▸ **Problem to work on**: Rewrite everything in the records from the line containing "Mark every instance of the shadow" down to the line containing "<point>49,82</point>", both included, adding 109 to every coordinate in the answer points. Leave the requests and their sample points unchanged.

▸ **Dataset excerpts**:
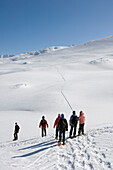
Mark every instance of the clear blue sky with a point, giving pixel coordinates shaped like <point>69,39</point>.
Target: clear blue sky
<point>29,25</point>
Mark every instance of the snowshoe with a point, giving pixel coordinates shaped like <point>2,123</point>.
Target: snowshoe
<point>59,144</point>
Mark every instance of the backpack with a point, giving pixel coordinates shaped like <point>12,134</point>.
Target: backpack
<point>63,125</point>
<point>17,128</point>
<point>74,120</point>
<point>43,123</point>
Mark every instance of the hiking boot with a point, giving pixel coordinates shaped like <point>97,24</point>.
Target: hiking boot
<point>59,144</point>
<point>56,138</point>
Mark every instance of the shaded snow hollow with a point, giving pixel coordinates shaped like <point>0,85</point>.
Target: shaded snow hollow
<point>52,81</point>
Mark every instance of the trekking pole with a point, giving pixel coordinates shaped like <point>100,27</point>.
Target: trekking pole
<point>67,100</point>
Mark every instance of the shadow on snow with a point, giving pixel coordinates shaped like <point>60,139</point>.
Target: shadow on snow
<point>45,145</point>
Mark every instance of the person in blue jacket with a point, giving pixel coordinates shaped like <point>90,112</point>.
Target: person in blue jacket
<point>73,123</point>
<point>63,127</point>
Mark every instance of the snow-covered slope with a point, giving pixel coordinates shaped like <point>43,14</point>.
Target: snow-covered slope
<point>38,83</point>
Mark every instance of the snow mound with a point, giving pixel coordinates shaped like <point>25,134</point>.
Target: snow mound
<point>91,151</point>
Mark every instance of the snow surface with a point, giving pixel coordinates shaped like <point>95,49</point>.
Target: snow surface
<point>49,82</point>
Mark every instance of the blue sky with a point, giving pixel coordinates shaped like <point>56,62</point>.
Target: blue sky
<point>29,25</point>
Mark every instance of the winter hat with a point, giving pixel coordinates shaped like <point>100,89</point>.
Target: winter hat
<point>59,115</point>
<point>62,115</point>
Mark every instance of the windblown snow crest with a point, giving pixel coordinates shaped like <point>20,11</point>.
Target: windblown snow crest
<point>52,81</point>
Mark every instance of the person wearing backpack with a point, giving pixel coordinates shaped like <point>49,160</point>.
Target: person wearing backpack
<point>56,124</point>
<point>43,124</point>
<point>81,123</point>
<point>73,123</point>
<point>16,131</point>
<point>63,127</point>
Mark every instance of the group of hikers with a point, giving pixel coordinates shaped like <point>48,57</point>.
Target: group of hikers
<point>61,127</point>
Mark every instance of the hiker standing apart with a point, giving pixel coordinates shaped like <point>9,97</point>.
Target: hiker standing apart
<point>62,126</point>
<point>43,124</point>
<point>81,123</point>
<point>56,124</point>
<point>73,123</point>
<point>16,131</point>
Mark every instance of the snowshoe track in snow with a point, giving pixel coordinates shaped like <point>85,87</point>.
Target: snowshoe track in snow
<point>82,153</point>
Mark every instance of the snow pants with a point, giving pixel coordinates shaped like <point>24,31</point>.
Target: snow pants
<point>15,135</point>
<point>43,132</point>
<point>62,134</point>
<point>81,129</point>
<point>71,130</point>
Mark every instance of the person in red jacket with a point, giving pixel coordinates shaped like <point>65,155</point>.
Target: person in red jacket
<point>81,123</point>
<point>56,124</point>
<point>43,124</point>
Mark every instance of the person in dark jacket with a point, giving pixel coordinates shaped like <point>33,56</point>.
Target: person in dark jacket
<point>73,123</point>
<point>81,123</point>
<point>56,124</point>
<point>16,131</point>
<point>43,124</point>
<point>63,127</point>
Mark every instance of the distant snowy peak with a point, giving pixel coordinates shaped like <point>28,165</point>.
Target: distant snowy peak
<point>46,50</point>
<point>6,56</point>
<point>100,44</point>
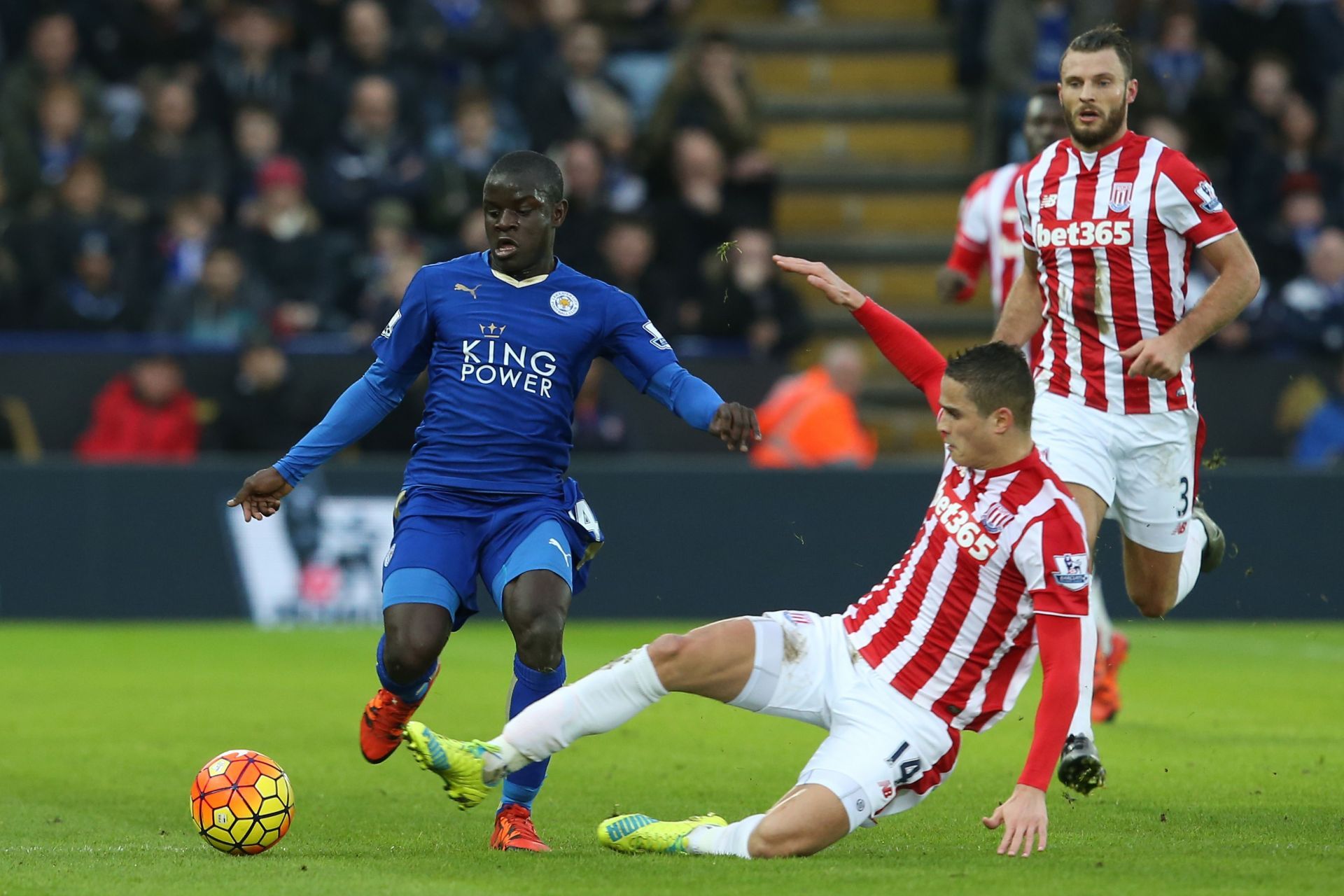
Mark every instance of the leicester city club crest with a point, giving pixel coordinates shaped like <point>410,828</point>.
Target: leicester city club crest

▸ **Output for this task**:
Mark every instance of the shadow on snow with a point, giving pixel coordinates shaped like <point>60,139</point>.
Target: shadow on snow
<point>154,254</point>
Mark every instance of the person in blue jacket with a point, giving pixel coordinates shaped like <point>90,112</point>.
Target: person in blue jacket
<point>182,232</point>
<point>172,236</point>
Mark every instance of the snow-covered slope with a point, giving pixel coordinates shaped like <point>43,14</point>.
Target: snow-covered slope
<point>147,192</point>
Mark every instance of the snow mound with a point, giving pixel coordinates shaped like <point>25,134</point>.
Target: snow mound
<point>200,260</point>
Mark every instance of the snow surface with a point, giving pixel coordinates shaped like <point>95,49</point>.
Target: snow surface
<point>158,191</point>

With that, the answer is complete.